### TASK DETAILS
Reproduce the following records verbatim, line for line, and leave out the pictures.

*****

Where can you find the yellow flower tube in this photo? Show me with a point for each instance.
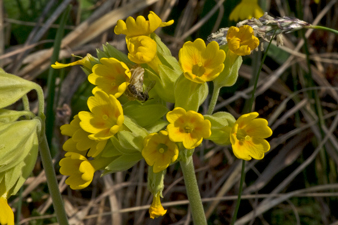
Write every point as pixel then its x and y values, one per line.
pixel 140 26
pixel 248 135
pixel 6 213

*****

### FULL ANSWER
Where can you find the yellow flower tube in this photo? Show me with a point for each instance.
Write every point as pixel then its x and y values, one per line.
pixel 140 26
pixel 248 135
pixel 6 213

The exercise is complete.